EXTRACTED ENTRIES:

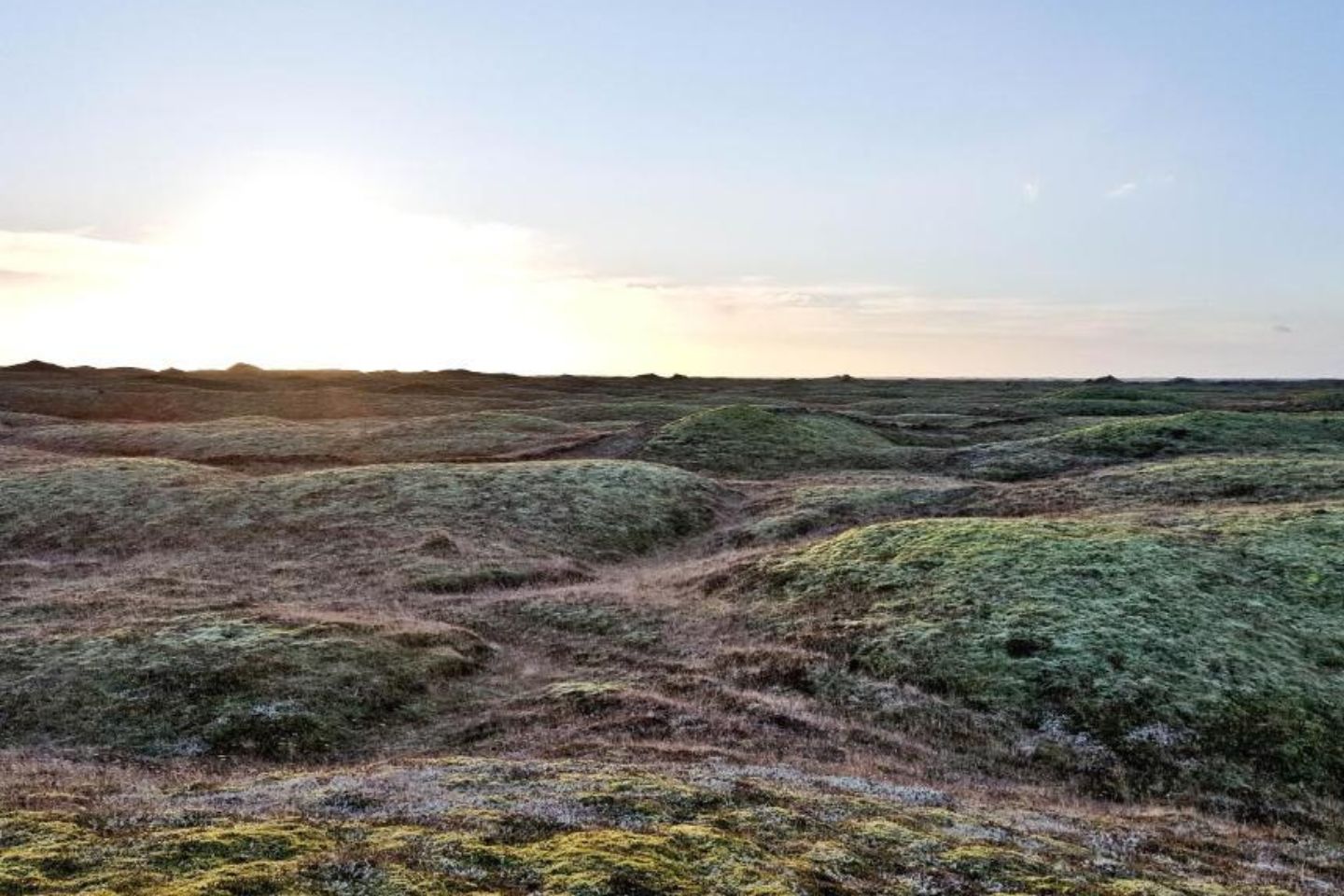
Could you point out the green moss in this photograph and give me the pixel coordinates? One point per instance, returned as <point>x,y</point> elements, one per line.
<point>830,505</point>
<point>1215,644</point>
<point>683,860</point>
<point>1206,431</point>
<point>1105,399</point>
<point>746,440</point>
<point>1200,479</point>
<point>470,826</point>
<point>222,687</point>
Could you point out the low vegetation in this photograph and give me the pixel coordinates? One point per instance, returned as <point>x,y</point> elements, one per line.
<point>1204,651</point>
<point>567,829</point>
<point>274,632</point>
<point>223,687</point>
<point>588,510</point>
<point>758,441</point>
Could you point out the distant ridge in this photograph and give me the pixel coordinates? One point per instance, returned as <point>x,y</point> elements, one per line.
<point>35,367</point>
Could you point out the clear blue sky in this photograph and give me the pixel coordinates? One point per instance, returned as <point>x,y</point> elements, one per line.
<point>1175,167</point>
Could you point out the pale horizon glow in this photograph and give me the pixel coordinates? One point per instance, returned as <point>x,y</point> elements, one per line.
<point>1034,195</point>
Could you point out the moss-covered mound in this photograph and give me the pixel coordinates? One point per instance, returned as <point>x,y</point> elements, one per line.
<point>1202,651</point>
<point>1151,437</point>
<point>1206,431</point>
<point>1193,480</point>
<point>217,687</point>
<point>588,510</point>
<point>463,828</point>
<point>1105,399</point>
<point>855,498</point>
<point>746,440</point>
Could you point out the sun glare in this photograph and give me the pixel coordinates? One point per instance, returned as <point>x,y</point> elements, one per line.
<point>307,268</point>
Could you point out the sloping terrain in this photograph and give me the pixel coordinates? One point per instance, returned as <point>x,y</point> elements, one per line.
<point>455,633</point>
<point>1206,648</point>
<point>758,442</point>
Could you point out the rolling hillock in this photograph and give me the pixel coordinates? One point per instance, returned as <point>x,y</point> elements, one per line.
<point>1155,437</point>
<point>753,441</point>
<point>467,826</point>
<point>586,510</point>
<point>1197,653</point>
<point>223,687</point>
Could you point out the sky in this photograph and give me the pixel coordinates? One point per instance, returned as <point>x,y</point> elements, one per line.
<point>724,187</point>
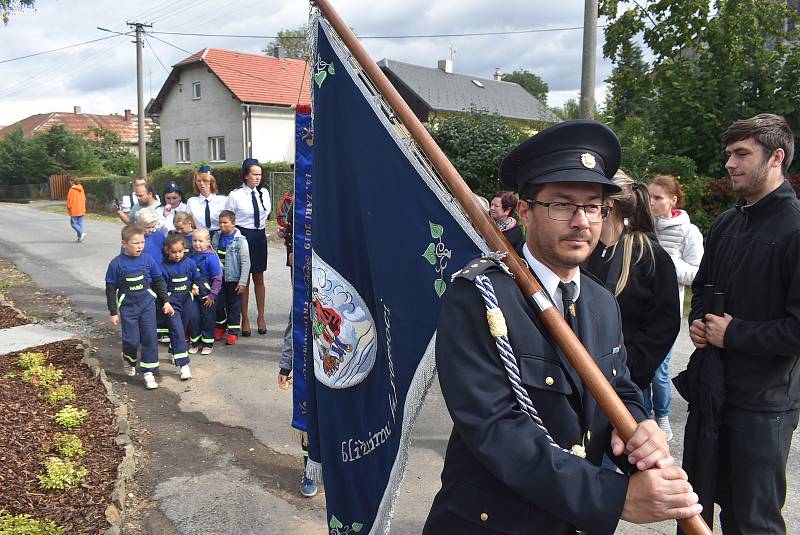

EXERCISE: Please copy all of the lines above word for word, leaving the pictures out of your answer.

COMPLETED TASK:
Could you point out the green moss in this photograph and give me the pixel coordinates? One point per instance, returned as <point>x,y</point> elements, one per line.
<point>830,505</point>
<point>1215,644</point>
<point>683,860</point>
<point>1206,431</point>
<point>1105,399</point>
<point>746,440</point>
<point>1200,479</point>
<point>470,826</point>
<point>222,687</point>
Could you point out the low vegetation in this photograph and give me the pixel coordinates? One point per instance, returned as <point>x,y</point> elements, one per line.
<point>1204,651</point>
<point>567,829</point>
<point>274,632</point>
<point>223,687</point>
<point>588,510</point>
<point>758,441</point>
Could you point out the distant ridge in this photograph and give me the pixel coordinates? One point per instance, returned as <point>x,y</point> elements, one per line.
<point>35,367</point>
Could you point out the clear blue sky in this photograph and give me the pixel coordinates? One point per instance, returned as <point>x,y</point> elements, one per line.
<point>1175,167</point>
Could you point out the pale horizon glow in this photograph and give me the pixel coordinates? One point per instance, returned as <point>x,y</point> elements, one per line.
<point>1034,195</point>
Could you point out the moss-covered mound in this photograph and give me the pixel coordinates? One point per instance, returned as <point>x,y</point> elements, one per line.
<point>1202,651</point>
<point>1151,437</point>
<point>1206,431</point>
<point>1193,480</point>
<point>217,687</point>
<point>588,510</point>
<point>463,828</point>
<point>1105,399</point>
<point>855,498</point>
<point>746,440</point>
Could you point out the sun glare in this photograph and give me the pixel coordinates? One point per instance, returned as <point>x,y</point> elements, one per line.
<point>307,268</point>
Could you point out the sloping terrain in this photograph and give me the pixel coordinates? One point per instance, returned as <point>x,y</point> elements, one per line.
<point>455,633</point>
<point>1206,648</point>
<point>758,442</point>
Could you point out the rolling hillock in this photograph and give me the pixel coordinates? One point per instance, returned as <point>x,y</point> elements, one per line.
<point>1155,437</point>
<point>753,441</point>
<point>467,826</point>
<point>586,510</point>
<point>1197,653</point>
<point>223,687</point>
Could you point out the sky in this photograph and give me the pixel coordinates? One point per instance, returned as <point>x,y</point> elements, one per line.
<point>724,187</point>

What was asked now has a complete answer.